§ Tasks for this exercise
A – Reproduce the passage on serving customers amid uncertainty word for word, starting at "2021 is already" and ending at "of the pandemic.".
B – Name every country or region that the passage on serving customers amid uncertainty mentions.

§ Excerpt to read
=-=-=-=-=

2021 is already proving to be another year of uncertainty for global economies. In addition to the ongoing COVID-19 crisis, there remains political restlessness in the US and Europe and continuing strained trade relations between Australia and China. International travel is still off the cards, social distancing remains, and remote work and education are still a reality for many.
This ‘new normal’ and its associated volatility are deeply impacting individuals, not just businesses. Consumer behaviour has undergone profound shifts and will continue to do so. Businesses need to remain in touch with the changing needs of consumers if they want to survive. They need to ask questions about how consumers are perceiving their brand at different points in time, and whether this perception is changing due to the constantly evolving status of the pandemic.
There are three central ways that companies can better serve their customers, at a time when uncertainty is the only constant.
1. Conduct regular research
The only way to truly understand consumer sentiment is to continuously connect to the market. By running quick research studies, businesses can ensure that they are constantly in touch with accurate consumer insights. The rapid pace of change caused by COVID-19 and associated world events has caused consumer viewpoints – and therefore data – to change quickly. The age of COVID-19 has created extensive change at speed, and datasets can become outdated within weeks or even days. It’s crucial for research to be analysed, published and acted upon as quickly as possible.

=-=-=-=-=

§ Records from a collection
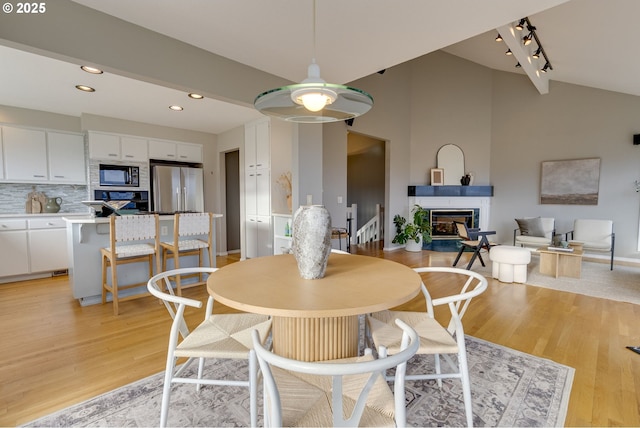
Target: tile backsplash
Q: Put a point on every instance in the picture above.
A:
(13, 196)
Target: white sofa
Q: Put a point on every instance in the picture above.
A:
(527, 236)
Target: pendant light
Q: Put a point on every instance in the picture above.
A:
(314, 100)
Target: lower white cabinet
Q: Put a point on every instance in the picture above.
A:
(48, 245)
(258, 236)
(14, 251)
(32, 246)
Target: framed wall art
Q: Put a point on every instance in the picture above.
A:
(437, 176)
(570, 182)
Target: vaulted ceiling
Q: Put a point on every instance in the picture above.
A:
(589, 42)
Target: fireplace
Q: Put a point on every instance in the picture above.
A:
(442, 221)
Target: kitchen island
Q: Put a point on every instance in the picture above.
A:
(86, 235)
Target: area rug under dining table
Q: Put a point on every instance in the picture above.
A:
(509, 388)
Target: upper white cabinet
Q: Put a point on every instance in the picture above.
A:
(176, 151)
(134, 149)
(257, 145)
(39, 156)
(116, 147)
(25, 152)
(66, 158)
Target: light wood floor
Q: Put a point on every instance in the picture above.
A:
(55, 353)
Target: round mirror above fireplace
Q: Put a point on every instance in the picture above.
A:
(451, 160)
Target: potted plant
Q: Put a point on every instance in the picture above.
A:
(413, 234)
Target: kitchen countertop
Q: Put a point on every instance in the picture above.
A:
(58, 214)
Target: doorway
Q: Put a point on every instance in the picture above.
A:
(232, 199)
(365, 175)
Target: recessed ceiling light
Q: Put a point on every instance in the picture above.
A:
(85, 88)
(91, 70)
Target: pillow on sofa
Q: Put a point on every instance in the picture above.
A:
(530, 226)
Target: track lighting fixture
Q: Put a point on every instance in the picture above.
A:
(528, 38)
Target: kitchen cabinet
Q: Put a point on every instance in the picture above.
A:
(176, 151)
(14, 250)
(282, 233)
(25, 152)
(257, 145)
(257, 191)
(40, 156)
(47, 245)
(119, 148)
(258, 236)
(1, 157)
(66, 158)
(32, 246)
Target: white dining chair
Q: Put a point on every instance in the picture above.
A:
(345, 392)
(225, 336)
(435, 339)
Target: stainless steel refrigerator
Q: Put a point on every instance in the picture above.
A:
(177, 188)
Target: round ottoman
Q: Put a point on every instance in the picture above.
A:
(509, 263)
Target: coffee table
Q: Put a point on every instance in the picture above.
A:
(560, 263)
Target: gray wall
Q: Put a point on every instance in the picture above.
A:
(505, 129)
(571, 122)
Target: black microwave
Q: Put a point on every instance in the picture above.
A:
(119, 175)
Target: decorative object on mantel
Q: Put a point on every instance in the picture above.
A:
(52, 205)
(35, 202)
(437, 176)
(311, 241)
(467, 191)
(415, 233)
(451, 161)
(285, 182)
(570, 182)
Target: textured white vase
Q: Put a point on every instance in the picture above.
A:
(311, 240)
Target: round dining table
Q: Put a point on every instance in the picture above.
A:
(314, 319)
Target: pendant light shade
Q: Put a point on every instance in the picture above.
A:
(314, 100)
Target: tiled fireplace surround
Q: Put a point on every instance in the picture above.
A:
(480, 205)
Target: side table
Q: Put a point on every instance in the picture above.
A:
(560, 263)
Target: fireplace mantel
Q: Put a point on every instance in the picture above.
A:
(461, 191)
(483, 203)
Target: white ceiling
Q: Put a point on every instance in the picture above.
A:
(587, 41)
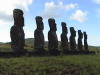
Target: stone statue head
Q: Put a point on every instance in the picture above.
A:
(85, 35)
(80, 34)
(18, 17)
(39, 22)
(73, 32)
(52, 24)
(64, 28)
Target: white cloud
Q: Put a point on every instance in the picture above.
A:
(7, 6)
(79, 16)
(55, 11)
(96, 1)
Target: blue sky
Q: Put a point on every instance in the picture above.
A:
(81, 14)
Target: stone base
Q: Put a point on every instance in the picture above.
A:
(45, 53)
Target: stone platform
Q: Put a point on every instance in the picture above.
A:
(46, 53)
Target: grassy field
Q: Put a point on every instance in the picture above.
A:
(51, 65)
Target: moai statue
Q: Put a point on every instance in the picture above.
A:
(52, 36)
(80, 36)
(72, 39)
(85, 42)
(38, 35)
(64, 39)
(17, 33)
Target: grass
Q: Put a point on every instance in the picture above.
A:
(51, 65)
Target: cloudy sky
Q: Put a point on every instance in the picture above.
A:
(81, 14)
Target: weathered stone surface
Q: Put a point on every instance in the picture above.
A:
(38, 35)
(52, 36)
(17, 33)
(85, 42)
(64, 39)
(72, 39)
(80, 36)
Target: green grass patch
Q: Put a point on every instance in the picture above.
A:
(51, 65)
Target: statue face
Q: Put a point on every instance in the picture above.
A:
(52, 24)
(39, 23)
(64, 28)
(18, 18)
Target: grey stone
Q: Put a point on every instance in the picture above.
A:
(80, 36)
(72, 39)
(52, 36)
(38, 34)
(17, 33)
(64, 39)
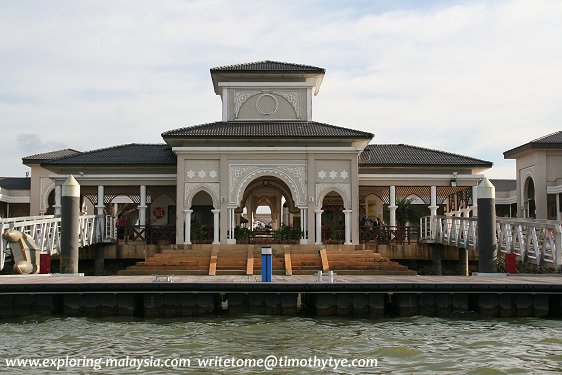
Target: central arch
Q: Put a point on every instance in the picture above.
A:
(294, 176)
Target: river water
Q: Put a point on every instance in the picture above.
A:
(416, 345)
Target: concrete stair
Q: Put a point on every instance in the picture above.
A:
(246, 260)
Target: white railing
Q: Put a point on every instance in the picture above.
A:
(534, 241)
(110, 230)
(45, 231)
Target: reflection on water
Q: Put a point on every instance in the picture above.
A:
(401, 346)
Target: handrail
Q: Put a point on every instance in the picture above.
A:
(45, 231)
(533, 241)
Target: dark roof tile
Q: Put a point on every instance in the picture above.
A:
(406, 155)
(267, 129)
(268, 66)
(129, 154)
(15, 183)
(50, 155)
(550, 141)
(551, 138)
(504, 185)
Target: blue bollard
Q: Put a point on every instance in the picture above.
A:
(266, 269)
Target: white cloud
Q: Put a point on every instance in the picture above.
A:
(471, 77)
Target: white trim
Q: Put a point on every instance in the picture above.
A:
(406, 177)
(118, 177)
(224, 98)
(8, 199)
(308, 104)
(268, 150)
(510, 200)
(554, 189)
(267, 84)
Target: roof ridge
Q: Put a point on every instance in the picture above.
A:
(50, 152)
(426, 149)
(261, 122)
(245, 66)
(545, 136)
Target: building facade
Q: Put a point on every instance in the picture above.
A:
(323, 181)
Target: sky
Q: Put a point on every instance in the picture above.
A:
(475, 78)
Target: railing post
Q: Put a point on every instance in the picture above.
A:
(556, 252)
(487, 227)
(70, 226)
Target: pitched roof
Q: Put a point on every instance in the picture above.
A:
(555, 137)
(15, 183)
(550, 141)
(50, 155)
(268, 66)
(504, 185)
(405, 155)
(266, 129)
(128, 154)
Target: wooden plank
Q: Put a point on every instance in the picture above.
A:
(325, 263)
(288, 264)
(213, 262)
(250, 261)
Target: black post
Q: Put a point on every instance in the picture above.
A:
(463, 262)
(70, 226)
(487, 251)
(437, 259)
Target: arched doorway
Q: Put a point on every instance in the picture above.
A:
(530, 210)
(268, 208)
(333, 218)
(202, 218)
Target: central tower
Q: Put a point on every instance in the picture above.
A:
(267, 90)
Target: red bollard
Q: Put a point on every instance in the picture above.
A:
(511, 263)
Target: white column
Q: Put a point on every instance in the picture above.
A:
(392, 206)
(216, 213)
(100, 219)
(475, 201)
(347, 214)
(142, 206)
(187, 226)
(433, 204)
(318, 227)
(304, 231)
(558, 214)
(58, 201)
(231, 220)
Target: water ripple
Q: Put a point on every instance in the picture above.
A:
(402, 346)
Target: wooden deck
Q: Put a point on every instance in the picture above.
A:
(279, 283)
(348, 295)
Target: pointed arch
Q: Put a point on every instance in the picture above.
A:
(344, 190)
(211, 188)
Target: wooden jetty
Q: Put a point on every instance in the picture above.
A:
(347, 295)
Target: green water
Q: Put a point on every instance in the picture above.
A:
(417, 345)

=-=-=-=-=

§ Results
A –
2021 is already proving to be another year of uncertainty for global economies. In addition to the ongoing COVID-19 crisis, there remains political restlessness in the US and Europe and continuing strained trade relations between Australia and China. International travel is still off the cards, social distancing remains, and remote work and education are still a reality for many.
This ‘new normal’ and its associated volatility are deeply impacting individuals, not just businesses. Consumer behaviour has undergone profound shifts and will continue to do so. Businesses need to remain in touch with the changing needs of consumers if they want to survive. They need to ask questions about how consumers are perceiving their brand at different points in time, and whether this perception is changing due to the constantly evolving status of the pandemic.

B – the US, Europe, Australia, China